Problem description. Reproduce the listing below, substituting "draw a polygon around" for each occurrence of "trace the outline of" and leaving everything else unchanged. Omit the pictures from your output.

Supplied material.
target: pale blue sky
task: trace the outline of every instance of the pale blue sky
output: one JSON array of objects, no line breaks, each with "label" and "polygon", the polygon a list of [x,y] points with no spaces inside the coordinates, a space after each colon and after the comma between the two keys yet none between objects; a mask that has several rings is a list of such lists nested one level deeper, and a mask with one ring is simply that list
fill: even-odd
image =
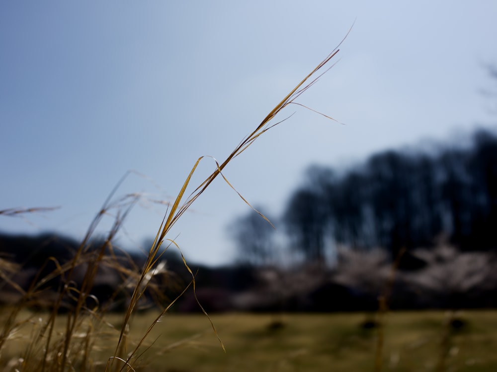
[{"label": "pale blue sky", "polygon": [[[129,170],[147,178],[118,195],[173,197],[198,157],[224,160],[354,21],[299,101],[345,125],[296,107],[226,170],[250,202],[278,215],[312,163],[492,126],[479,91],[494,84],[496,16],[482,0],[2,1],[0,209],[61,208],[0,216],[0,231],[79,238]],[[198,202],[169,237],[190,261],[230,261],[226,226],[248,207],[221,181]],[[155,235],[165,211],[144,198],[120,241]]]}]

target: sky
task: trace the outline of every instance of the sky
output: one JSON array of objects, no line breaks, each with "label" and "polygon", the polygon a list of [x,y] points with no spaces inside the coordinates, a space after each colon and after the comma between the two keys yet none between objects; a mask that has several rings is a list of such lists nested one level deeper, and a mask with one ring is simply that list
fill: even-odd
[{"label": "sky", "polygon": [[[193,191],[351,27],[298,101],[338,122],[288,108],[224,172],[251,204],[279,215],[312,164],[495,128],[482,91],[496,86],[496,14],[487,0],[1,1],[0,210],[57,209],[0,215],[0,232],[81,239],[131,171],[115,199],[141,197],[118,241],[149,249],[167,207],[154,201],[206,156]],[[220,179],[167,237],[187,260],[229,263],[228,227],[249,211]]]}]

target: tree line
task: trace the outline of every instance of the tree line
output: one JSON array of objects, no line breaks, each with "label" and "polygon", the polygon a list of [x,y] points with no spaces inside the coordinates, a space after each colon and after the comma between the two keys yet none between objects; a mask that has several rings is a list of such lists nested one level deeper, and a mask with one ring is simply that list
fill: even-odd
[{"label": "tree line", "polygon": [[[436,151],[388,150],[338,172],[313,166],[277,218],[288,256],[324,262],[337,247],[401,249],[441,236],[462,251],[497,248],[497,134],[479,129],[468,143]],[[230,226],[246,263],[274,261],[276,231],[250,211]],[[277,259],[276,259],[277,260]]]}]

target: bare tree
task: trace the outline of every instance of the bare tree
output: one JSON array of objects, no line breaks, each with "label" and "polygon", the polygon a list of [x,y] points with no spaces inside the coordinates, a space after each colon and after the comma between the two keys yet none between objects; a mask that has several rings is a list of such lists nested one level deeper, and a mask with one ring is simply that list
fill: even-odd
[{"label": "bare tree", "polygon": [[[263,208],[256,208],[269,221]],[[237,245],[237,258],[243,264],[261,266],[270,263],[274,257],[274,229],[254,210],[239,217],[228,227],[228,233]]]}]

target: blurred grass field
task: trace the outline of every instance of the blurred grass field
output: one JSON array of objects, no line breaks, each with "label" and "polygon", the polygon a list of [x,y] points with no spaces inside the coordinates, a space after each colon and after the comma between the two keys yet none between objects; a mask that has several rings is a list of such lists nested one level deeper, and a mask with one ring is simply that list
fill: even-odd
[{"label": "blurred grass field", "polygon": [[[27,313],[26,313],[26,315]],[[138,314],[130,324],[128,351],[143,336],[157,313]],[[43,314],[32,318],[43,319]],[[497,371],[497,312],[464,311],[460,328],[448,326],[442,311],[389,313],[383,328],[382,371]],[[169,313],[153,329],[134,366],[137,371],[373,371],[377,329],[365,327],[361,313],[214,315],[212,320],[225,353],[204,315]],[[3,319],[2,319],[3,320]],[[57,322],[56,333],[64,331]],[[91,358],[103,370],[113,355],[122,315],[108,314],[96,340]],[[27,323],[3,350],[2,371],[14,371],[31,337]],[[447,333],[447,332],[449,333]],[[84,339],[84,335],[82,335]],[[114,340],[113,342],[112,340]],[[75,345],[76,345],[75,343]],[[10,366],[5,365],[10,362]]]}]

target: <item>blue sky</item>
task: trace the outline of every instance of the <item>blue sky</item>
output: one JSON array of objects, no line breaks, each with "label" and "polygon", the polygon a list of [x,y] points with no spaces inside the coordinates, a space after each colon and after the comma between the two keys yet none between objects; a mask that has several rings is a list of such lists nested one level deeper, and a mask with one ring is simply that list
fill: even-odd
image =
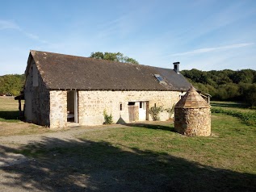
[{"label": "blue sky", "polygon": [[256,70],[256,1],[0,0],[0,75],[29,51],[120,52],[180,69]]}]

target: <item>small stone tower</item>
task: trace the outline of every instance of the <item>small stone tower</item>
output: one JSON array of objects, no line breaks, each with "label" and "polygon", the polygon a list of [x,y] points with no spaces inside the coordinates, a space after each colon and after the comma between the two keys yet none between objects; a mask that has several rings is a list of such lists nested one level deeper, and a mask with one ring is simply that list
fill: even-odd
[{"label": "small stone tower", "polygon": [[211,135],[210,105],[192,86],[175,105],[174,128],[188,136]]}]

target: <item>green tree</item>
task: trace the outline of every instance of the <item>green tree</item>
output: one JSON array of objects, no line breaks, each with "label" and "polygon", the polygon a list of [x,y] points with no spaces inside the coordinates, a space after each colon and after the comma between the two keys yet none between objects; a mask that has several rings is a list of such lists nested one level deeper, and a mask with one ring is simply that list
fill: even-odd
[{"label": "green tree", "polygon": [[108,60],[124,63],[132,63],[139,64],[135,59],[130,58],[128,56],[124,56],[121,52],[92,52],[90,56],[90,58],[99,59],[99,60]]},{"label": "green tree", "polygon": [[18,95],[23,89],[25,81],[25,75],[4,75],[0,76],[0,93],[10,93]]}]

Answer to this task.
target: pale blue sky
task: draw a polygon around every instance of the pale blue sky
output: one JSON array of objects, no line breaks, each with "label" and "polygon", the polygon a list of [x,y] points with no spaces inside the coordinates, a space after each colon and after the comma between the two keys yet none between objects; a mask that has several rings is a list of such lists nested one level deeper, and a mask with one ring is simply that list
fill: even-odd
image =
[{"label": "pale blue sky", "polygon": [[[129,170],[147,178],[118,195],[173,197],[198,157],[224,160],[354,21],[299,101],[345,125],[296,107],[226,170],[250,202],[278,215],[312,163],[492,126],[479,91],[494,84],[496,16],[482,0],[2,1],[0,209],[61,208],[0,216],[0,231],[79,238]],[[198,202],[169,237],[190,261],[230,261],[226,226],[248,207],[221,181]],[[155,235],[165,211],[144,198],[120,241]]]}]

target: sky
task: draw a polygon around every instance of the sky
output: one JSON array of objects, no line breaks, each with "label" and "polygon", the polygon a list of [x,y] points with no spaces inside the coordinates, a space after each colon and after the comma between the two keys yet none between objects; a mask that has several rings is a list of such lists nested one level deeper, and a mask with one ring is simply that list
fill: even-odd
[{"label": "sky", "polygon": [[[193,191],[351,27],[298,101],[338,122],[288,108],[224,172],[251,204],[279,215],[312,164],[495,128],[482,91],[496,86],[496,14],[487,0],[1,1],[0,210],[57,209],[0,215],[0,232],[81,239],[131,171],[115,199],[141,197],[118,241],[149,249],[167,207],[154,201],[206,156]],[[220,179],[167,237],[187,260],[229,263],[228,227],[249,211]]]}]

target: tree line
task: draw a polygon around every instance of the tree line
output: one JSON array of objects, no line breaks, each with "label" and "polygon", the polygon a list of [x,y] points with no spaces inside the coordinates, a space after each colon and after the comma between the two keys yet none between objects; a mask that has several rings is a list of such lists nested one level deeper, and a mask with one ring is simply that list
fill: even-odd
[{"label": "tree line", "polygon": [[[436,151],[388,150],[338,172],[313,166],[277,218],[288,256],[324,262],[337,247],[401,249],[441,236],[462,251],[497,248],[497,134],[479,129],[468,143]],[[230,226],[246,263],[274,261],[276,231],[250,211]],[[277,259],[276,259],[277,260]]]}]

target: bare tree
task: draw a polygon around every instance of the bare tree
output: one JSON array of objects, no line breaks, each with "label" and "polygon", the polygon a list of [x,y] points with no spaces inside the coordinates, a space after each colon and after the comma between the two keys yet none between objects; a mask that has several rings is a list of such lists nested one level deeper, and a mask with one ring is simply that list
fill: even-odd
[{"label": "bare tree", "polygon": [[[263,208],[256,208],[269,221]],[[237,245],[237,258],[243,264],[261,266],[270,263],[274,257],[274,229],[254,210],[239,217],[228,227],[228,233]]]}]

target: blurred grass field
task: draw a polygon around every instance of the blurred grass field
output: one JSON array of objects, no line breaks, each with "label" and "polygon", the polygon a list of [x,y] points with no spaces inside the coordinates, a space after each colon and after the comma between the two keys yet none between objects; a mask that has several rings is a list of such lists nested one level deeper, and a mask with one ring is simply that list
fill: even-odd
[{"label": "blurred grass field", "polygon": [[[27,313],[26,313],[26,315]],[[138,314],[130,324],[128,351],[143,336],[157,313]],[[43,314],[32,318],[43,319]],[[497,371],[497,312],[464,311],[460,328],[448,326],[442,311],[389,313],[383,328],[382,371]],[[169,313],[153,329],[134,366],[137,371],[373,371],[377,329],[365,327],[361,313],[214,315],[212,320],[225,353],[204,315]],[[3,319],[2,319],[3,320]],[[57,322],[56,333],[64,331]],[[91,358],[103,370],[113,355],[122,315],[108,314],[96,340]],[[27,323],[3,350],[2,371],[14,371],[31,337]],[[447,333],[447,332],[449,333]],[[84,339],[84,335],[82,335]],[[114,340],[113,342],[112,340]],[[75,345],[76,345],[75,343]],[[10,366],[5,365],[10,362]]]}]

target: <item>blue sky</item>
task: draw a polygon around every instance of the <item>blue sky</item>
output: one JSON array of objects, no line breaks, each with "label" and "polygon", the polygon a list of [x,y] points with no spaces inside the coordinates, a space after each colon and after the comma between the two keys yet none between objects; a mask that has several rings is a list of such lists nested one level deeper, and a mask with one ring is simply that list
fill: even-odd
image =
[{"label": "blue sky", "polygon": [[256,70],[256,1],[0,0],[0,75],[29,51],[120,52],[180,69]]}]

target: <item>small stone tower</item>
task: draw a polygon around every instance of the <item>small stone tower</item>
output: one JSON array of objects, no line breaks, each with "label" and "polygon", the polygon a list of [x,y] points with no spaces inside the coordinates, a space after each colon and after the comma between the two keys yet none between objects; a mask that has several rings is a list of such lists nested one level deeper, and a mask with one ring is simply that list
fill: even-odd
[{"label": "small stone tower", "polygon": [[211,135],[210,105],[192,86],[175,105],[174,128],[188,136]]}]

target: <item>green tree</item>
task: draw a polygon around every instance of the <item>green tree</item>
output: one JSON array of objects, no line breaks, each with "label" and "polygon", the polygon a list of [x,y] points with no spaces inside the coordinates, a space after each colon and after the comma between the two keys yet none between objects; a mask that has several rings is a list of such lists nested one level deeper, and a mask with one ring is simply that list
fill: even-odd
[{"label": "green tree", "polygon": [[108,60],[124,63],[132,63],[139,64],[135,59],[130,58],[128,56],[124,56],[121,52],[92,52],[90,56],[90,58],[99,59],[99,60]]},{"label": "green tree", "polygon": [[18,95],[23,89],[25,81],[25,75],[4,75],[0,76],[0,93],[10,93]]}]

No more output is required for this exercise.